Stored data entries
--*--

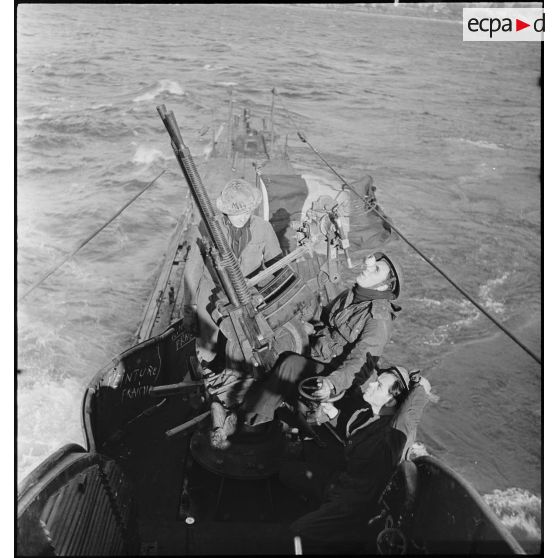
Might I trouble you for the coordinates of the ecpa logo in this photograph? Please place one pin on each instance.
(503, 24)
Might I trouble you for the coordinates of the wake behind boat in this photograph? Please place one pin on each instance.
(149, 480)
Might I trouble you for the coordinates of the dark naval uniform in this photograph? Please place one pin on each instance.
(374, 447)
(354, 333)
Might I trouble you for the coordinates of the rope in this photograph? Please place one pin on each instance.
(90, 237)
(304, 140)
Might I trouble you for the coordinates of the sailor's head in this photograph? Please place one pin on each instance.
(238, 200)
(389, 390)
(380, 273)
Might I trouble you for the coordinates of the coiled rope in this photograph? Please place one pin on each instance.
(89, 238)
(345, 184)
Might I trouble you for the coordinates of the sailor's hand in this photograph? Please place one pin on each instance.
(325, 389)
(425, 384)
(308, 328)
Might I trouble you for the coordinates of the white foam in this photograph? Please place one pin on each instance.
(146, 155)
(519, 510)
(162, 86)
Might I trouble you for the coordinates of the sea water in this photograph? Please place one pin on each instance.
(449, 130)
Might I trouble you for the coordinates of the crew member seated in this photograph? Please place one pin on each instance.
(252, 238)
(376, 434)
(357, 327)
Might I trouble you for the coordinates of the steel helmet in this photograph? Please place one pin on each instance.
(395, 271)
(238, 196)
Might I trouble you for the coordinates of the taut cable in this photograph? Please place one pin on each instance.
(89, 238)
(345, 184)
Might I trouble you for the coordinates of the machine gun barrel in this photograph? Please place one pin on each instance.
(233, 281)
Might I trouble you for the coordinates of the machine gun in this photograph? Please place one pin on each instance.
(250, 337)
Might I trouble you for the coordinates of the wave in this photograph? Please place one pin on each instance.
(519, 510)
(162, 86)
(486, 292)
(145, 155)
(483, 144)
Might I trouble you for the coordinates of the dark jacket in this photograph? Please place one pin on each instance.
(359, 332)
(375, 448)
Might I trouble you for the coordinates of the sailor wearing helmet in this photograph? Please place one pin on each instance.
(252, 239)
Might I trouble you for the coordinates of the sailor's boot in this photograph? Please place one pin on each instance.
(223, 426)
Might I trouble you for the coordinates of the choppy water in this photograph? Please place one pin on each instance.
(450, 131)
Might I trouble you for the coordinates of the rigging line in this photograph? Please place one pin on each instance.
(409, 243)
(90, 237)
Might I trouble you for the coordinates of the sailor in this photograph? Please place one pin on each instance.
(251, 237)
(377, 433)
(356, 327)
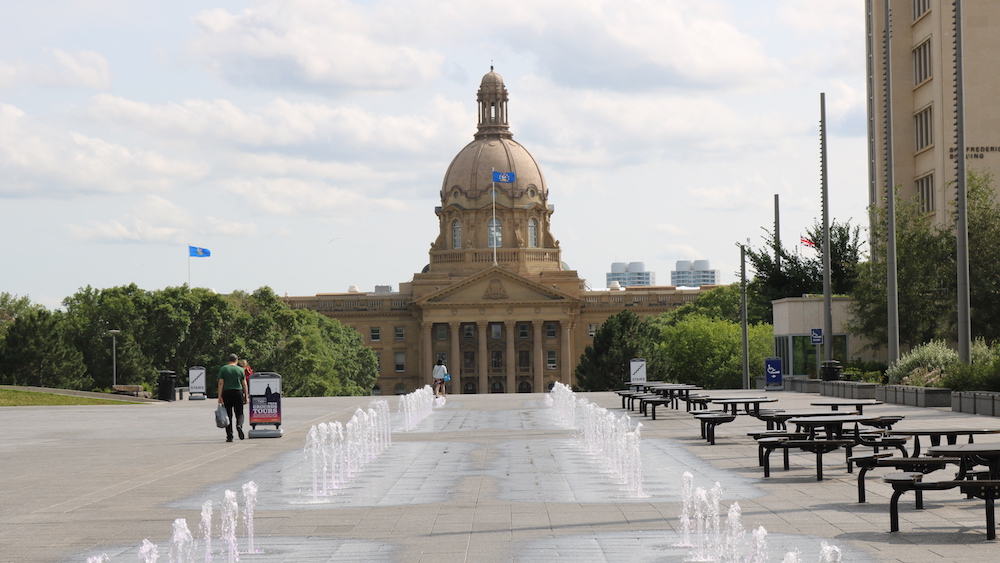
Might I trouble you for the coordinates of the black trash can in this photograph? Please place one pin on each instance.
(167, 380)
(830, 370)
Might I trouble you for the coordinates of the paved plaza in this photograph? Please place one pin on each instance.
(483, 478)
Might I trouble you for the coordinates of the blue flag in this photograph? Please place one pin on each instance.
(199, 252)
(503, 177)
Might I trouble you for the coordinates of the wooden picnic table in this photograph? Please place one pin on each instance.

--*--

• [WORK REQUEST]
Please repeat every record above exactly, but leave out the pictures.

• [WRITTEN RESPONSE]
Might I trouble you for the coordinates of the ecpa logo in this photograph? Please place one pin on each instance.
(503, 24)
Might I trouble you for the coordinates of the wake behind boat in this photograph? Please place one pin on each instance.
(149, 480)
Might I trouble you for the coordinates of the dark naval uniform in this photograph? Please place one pin on each instance.
(374, 447)
(354, 333)
Might I trouble you for the coordinates of the rope in this photograph? Please place one pin on each instance.
(90, 237)
(304, 140)
Might I trouble you for the coordinates of the sailor's head in this photograph? Please place one pin on each instance.
(238, 200)
(389, 390)
(380, 273)
Might I trouble you for the coordinates of the coiled rope in this photograph? Please place one pin on each instance.
(89, 238)
(345, 184)
Might I trouble you for the coordinates of the sailor's hand in this photograph? Please place one pin on each instance.
(325, 389)
(425, 384)
(308, 328)
Might I trouble you for the coordinates of the white foam in this photograph? Please place one pin on each instance.
(146, 155)
(519, 510)
(162, 86)
Might I trouble you for the coordinates of the sea water in this photograph? Please place one pin on each instance.
(449, 130)
Might I trouble you for the coordinates of the crew member seated in this photograph? Please place one pin on each instance.
(252, 238)
(376, 434)
(357, 327)
Might I trouble you for the coordinates of the steel helmet in this photograph? Please place one pin on each instance.
(395, 271)
(238, 196)
Might I trouble you for the coordinates of the taut cable in this photograph? Please place one pin on each instance.
(89, 238)
(345, 184)
Might I trouble you for the coordinates of the machine gun barrel in this photograph? Please place one pin on each instance.
(233, 281)
Might I trouble you for the coordinates of the machine gun in this photograph? Please place one pin on each instance.
(250, 337)
Might I trouble you for the coordinates of the wave in this photograph? Please place one pin on each instance.
(519, 510)
(162, 86)
(486, 292)
(145, 155)
(483, 144)
Might I trouble you for the coordinates of the dark jacket in this photograph? Please place one pin on each instance.
(359, 332)
(375, 448)
Might I trouble you for the coordinates of the sailor wearing helmet in this photograph? Please place one pin on each instance.
(252, 239)
Might I trouble you for the coordinates of the sailor's boot in this photograph? Please place one pin on each instance.
(223, 426)
Might I trouble you for the coordinates of the choppy water in this photograph? Please place one pin on each instance.
(450, 131)
Might I trouble you for the coordinates of the rigging line in this photograph? Please place one pin on each instance.
(409, 243)
(90, 237)
Might I trouble you for the coordinates of the sailor in this photograph? Please place one pin on each instance.
(251, 237)
(377, 433)
(356, 327)
Might I trouble you for the coordinates of the black trash can in this photograph? Please place one pin on each instance.
(167, 380)
(830, 370)
Might I trouble you for the coordinates of the paved plaza in this photograph? Please place one pin on each instance.
(483, 478)
Might I trouble you for the coordinates of the blue flag in this photograph? Please place one pin on each instance.
(199, 252)
(503, 177)
Might I trouble you for the coordinates of the wooden picnic table in this photograph? Please place one pin on each instance.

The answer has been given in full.